⟨

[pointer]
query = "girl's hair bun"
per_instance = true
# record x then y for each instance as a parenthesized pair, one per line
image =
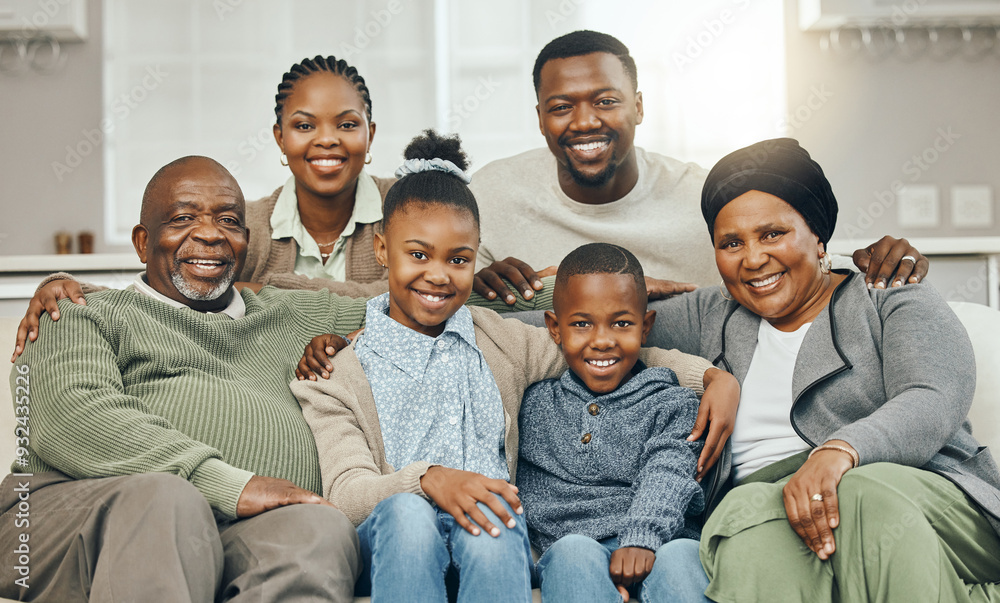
(431, 145)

⟩

» **WORK TO BE COMPLETED**:
In the copy, include exactly the lines from the one with "# record x then" through the final line of the data, both ends included, and no pictures.

» **RESULT**:
# record x then y for each instance as a parenthesized pair, one per line
image =
(431, 145)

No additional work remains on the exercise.